=== Work instructions ===
Render the lines of the material below as a numbered list, leaving out blank lines and the pictures.
:: Supplied records
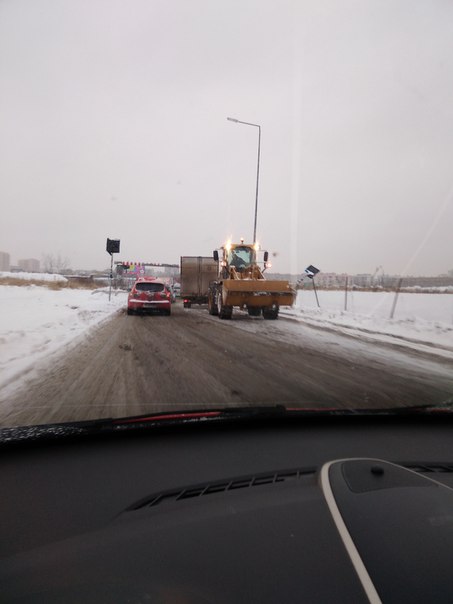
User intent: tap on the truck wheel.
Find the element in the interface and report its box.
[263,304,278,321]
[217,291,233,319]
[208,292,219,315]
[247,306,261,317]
::::
=== Correct output ===
1. User intent: tap on the truck wheel.
2. Find the element in the interface and report its box.
3. [263,304,278,321]
4. [217,291,233,319]
5. [208,292,219,315]
6. [247,306,261,317]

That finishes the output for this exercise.